### Job
Reproduce the rows from the line containing "Please indicate the bus step" through the end of the rows, inclusive, with the requests included and every x and y point coordinate in the answers increased by 138.

+---+

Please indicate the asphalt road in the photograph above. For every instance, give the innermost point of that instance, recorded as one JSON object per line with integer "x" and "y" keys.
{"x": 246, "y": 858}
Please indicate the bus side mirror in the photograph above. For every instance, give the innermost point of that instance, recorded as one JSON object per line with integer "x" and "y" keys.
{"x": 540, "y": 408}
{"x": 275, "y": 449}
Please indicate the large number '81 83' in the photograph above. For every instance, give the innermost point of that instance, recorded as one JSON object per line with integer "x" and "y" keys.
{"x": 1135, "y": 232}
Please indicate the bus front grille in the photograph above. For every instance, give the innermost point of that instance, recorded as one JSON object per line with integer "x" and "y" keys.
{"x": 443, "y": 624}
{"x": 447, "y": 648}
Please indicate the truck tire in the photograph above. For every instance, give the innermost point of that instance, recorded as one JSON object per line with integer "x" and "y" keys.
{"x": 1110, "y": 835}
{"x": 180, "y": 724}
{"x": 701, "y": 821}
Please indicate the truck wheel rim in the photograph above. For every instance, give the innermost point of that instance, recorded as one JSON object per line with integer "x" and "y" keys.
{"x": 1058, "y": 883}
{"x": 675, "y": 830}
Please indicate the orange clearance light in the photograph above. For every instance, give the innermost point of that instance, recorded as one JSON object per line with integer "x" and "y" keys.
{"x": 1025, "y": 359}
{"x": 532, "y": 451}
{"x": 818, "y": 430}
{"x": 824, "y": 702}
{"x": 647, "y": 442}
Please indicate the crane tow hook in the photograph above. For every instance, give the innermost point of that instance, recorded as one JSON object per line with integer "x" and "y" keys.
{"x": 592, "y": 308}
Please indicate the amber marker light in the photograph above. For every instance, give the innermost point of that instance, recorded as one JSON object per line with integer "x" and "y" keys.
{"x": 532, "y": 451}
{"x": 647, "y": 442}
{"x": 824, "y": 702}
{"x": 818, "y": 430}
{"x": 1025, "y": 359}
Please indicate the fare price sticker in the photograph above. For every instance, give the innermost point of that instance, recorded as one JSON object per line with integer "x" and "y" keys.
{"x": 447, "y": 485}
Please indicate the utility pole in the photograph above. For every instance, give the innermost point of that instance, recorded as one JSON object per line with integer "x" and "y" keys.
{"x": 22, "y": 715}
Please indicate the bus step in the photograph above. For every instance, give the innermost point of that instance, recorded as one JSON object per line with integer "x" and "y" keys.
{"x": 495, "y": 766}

+---+

### Written response
Please indicate the bus step in the photograph above. For every instance, give the innermost point of that instance, recorded as one JSON object per line with integer "x" and "y" keys.
{"x": 633, "y": 904}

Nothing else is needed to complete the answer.